If they are right about the threat posed by unaligned AGI, and you are right about open-source alternatives inevitably outconpeting them, then what we're seeing is the beginning of a race to the bottom that ends with the extinction of humanity when a paperclip maximizer decides it can generate more social network engagement by replacing humans with computer-brains or something. It's nothing to be glib about.
I don't understand why the popular dichotomy is AI-killbots versus aligned-AI. A much more realistic and relevant one, which we're already facing today, is government AIs that oppress people, and open-source AIs that allow people to fight back.
Haven't you seen the "AI" used for unfair sentencing? Thankfully we can fight back against that one with basic statistical analyses demonstrating bias, but imagine if that hadn't been revealed in court documents, how would we have found out? We'd have needed an AI to parse all public inmate records and analyze them, which would likely be far too time-consuming for human researchers since none of it is open/structured data. Soon enough we'll need equally-powerful open-source AIs to even be able to uncover bad-AI injustices that we lack open data about.
There isn't necessarily such a dichotomy in the AI Safety field (though I feel like some people in that field do have similar all-or-nothing viewpoints).
A central belief of many AI researchers is that violently unaligned AGI is as realistic as current bad-in-a-socially-familiar-way AIs. It just seems more unrealistic because we've never experienced it before, and it's only existed in fiction. (Eg, the threat of nuclear anihilation would probably have sounded incredibly fanciful to someone in the 19th century)
So a lot of AI safety researchers will agree that, yes, we should worry about oppressive use of AI by government, but claim that government is only one of the many pathways through which an unaligned AGI could manifest. And not only that, that any open-source AI strong enough to compete against an unaligned AGI would likely be opaque and its alignment brittle enough that it would be an unreliable ally anyway.
I really, truly do not intend to be glib. I simply, genuinely think that closing Pandora's Box is impossible.
That doesn't mean that I also think that Paperclipocalypse is inevitable, or even slightly likely. But I mean it when I wish the best for the team working on this.
I've struggled to come to a good analogy for why I feel this way. The closest I've come is to imagine a steel foundry that has developed a new alloy that is amazing. The foundry, being run by pro-social people, spend much of their effort on trying to modify the alloy so that it can only be used for good.
But that is never going to work, because they are operating on the wrong level of abstraction. Even worse, by focusing on an untenable abstract, they miss the lower-hanging fruit of more effective methods of control.
AI alignment has sucked the oxygen away from so many other practical problems caused by AI (automating away jobs for example) that it’s hard for me to believe it’s not at least partially intentional.

» Exercise tasks:
- A) In the AI alignment thread, what example is given of a practical problem caused by AI that alignment has drawn attention away from?
- B) Reproduce the AI alignment thread word for word, from "I don't understand" to "to fight back.".
The entries come from a separate source unrelated to the AI alignment thread.

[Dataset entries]
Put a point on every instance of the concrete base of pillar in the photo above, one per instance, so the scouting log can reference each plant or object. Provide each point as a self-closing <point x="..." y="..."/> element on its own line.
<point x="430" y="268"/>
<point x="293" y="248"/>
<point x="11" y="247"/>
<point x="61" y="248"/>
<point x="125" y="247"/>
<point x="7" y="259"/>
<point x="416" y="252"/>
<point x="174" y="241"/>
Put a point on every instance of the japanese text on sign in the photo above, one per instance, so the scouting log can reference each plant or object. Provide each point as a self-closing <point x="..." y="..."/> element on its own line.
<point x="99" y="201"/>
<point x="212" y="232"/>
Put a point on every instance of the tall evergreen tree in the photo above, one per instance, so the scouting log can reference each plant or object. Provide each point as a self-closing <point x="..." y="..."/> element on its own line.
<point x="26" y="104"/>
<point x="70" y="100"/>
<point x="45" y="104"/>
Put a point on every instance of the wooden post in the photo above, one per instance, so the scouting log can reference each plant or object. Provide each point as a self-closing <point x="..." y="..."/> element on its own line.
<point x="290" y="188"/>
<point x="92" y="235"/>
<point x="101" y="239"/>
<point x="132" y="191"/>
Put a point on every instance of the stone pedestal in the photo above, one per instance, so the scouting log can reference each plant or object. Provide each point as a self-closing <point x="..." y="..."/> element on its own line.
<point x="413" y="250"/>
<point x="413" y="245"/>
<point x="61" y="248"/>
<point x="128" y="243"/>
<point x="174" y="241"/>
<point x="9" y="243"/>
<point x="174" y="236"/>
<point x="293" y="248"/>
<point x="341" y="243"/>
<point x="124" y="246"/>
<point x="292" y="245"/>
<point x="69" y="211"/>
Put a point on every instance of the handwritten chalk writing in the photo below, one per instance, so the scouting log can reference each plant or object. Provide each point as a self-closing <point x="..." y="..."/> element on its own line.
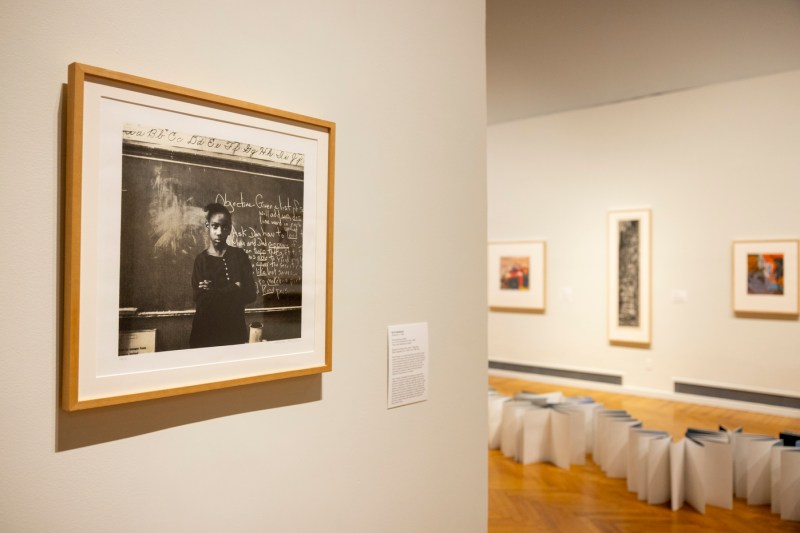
<point x="273" y="244"/>
<point x="171" y="139"/>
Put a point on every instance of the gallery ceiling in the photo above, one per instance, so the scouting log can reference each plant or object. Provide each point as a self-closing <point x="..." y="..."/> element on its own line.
<point x="548" y="56"/>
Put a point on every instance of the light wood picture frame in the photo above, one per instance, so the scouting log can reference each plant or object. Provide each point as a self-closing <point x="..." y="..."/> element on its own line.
<point x="140" y="320"/>
<point x="764" y="278"/>
<point x="629" y="273"/>
<point x="517" y="276"/>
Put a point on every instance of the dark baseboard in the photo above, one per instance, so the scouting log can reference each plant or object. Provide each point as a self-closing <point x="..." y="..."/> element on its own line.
<point x="739" y="395"/>
<point x="558" y="372"/>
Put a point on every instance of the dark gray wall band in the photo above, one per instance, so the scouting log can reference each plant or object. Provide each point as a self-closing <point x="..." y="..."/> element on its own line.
<point x="558" y="372"/>
<point x="740" y="395"/>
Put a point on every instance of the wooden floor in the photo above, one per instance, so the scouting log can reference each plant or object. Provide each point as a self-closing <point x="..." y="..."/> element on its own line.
<point x="543" y="497"/>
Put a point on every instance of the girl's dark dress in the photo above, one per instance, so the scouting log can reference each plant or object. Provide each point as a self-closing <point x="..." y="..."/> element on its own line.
<point x="219" y="319"/>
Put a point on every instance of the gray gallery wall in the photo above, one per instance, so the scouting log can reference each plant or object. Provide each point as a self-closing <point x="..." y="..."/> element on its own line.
<point x="405" y="83"/>
<point x="715" y="164"/>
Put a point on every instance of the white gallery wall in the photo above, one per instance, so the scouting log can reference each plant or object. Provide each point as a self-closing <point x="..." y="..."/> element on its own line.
<point x="405" y="83"/>
<point x="715" y="164"/>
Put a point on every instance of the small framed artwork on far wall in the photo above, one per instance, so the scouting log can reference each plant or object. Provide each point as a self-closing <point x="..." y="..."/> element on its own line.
<point x="517" y="276"/>
<point x="629" y="234"/>
<point x="764" y="278"/>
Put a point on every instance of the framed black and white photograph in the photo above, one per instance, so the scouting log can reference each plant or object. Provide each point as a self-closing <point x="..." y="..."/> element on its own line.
<point x="629" y="234"/>
<point x="198" y="241"/>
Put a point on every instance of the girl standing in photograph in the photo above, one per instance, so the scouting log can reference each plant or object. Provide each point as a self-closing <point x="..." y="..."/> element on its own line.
<point x="222" y="284"/>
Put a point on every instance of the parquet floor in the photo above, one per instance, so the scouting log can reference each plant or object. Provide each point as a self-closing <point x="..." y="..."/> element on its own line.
<point x="544" y="498"/>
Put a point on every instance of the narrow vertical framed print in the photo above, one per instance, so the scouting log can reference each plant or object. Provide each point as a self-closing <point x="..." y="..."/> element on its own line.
<point x="517" y="272"/>
<point x="764" y="278"/>
<point x="629" y="290"/>
<point x="198" y="241"/>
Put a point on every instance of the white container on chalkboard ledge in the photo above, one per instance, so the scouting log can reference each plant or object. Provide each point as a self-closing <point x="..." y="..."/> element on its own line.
<point x="256" y="332"/>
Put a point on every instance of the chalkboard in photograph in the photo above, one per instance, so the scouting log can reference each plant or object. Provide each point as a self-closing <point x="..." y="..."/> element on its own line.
<point x="167" y="179"/>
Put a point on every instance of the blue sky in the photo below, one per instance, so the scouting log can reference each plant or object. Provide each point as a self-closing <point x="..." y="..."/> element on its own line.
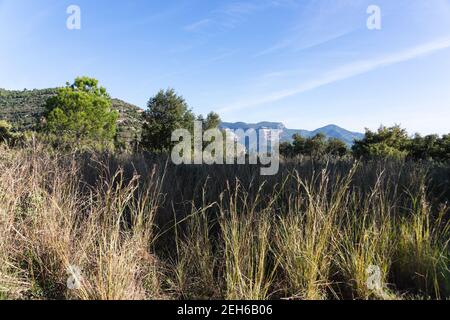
<point x="307" y="63"/>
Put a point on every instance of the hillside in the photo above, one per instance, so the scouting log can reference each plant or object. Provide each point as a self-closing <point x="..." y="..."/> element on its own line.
<point x="331" y="131"/>
<point x="24" y="110"/>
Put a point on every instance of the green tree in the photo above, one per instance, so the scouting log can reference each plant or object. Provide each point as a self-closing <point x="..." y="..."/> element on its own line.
<point x="212" y="121"/>
<point x="165" y="113"/>
<point x="81" y="112"/>
<point x="390" y="142"/>
<point x="5" y="132"/>
<point x="336" y="147"/>
<point x="298" y="145"/>
<point x="316" y="146"/>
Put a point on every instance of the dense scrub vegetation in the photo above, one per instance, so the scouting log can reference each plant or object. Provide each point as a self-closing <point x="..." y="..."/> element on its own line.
<point x="75" y="197"/>
<point x="141" y="228"/>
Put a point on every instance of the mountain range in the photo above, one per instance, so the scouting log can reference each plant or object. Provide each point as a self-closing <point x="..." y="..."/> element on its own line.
<point x="330" y="131"/>
<point x="24" y="109"/>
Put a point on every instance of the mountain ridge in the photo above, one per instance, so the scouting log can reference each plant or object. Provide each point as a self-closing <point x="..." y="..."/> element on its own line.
<point x="330" y="131"/>
<point x="24" y="109"/>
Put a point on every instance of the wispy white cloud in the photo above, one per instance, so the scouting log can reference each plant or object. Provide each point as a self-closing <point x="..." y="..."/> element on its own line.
<point x="234" y="13"/>
<point x="197" y="25"/>
<point x="344" y="72"/>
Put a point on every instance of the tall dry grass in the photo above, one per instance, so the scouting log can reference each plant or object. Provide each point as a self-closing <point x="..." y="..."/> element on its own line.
<point x="139" y="228"/>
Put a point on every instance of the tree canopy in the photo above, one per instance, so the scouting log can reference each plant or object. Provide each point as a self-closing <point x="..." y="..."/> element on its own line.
<point x="81" y="112"/>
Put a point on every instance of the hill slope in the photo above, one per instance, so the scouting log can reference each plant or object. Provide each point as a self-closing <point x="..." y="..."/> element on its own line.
<point x="331" y="131"/>
<point x="24" y="110"/>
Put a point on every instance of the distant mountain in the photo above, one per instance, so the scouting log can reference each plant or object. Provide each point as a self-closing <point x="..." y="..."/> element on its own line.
<point x="330" y="131"/>
<point x="24" y="110"/>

» Activity answers:
- A) Automating away jobs.

- B)
I don't understand why the popular dichotomy is AI-killbots versus aligned-AI. A much more realistic and relevant one, which we're already facing today, is government AIs that oppress people, and open-source AIs that allow people to fight back.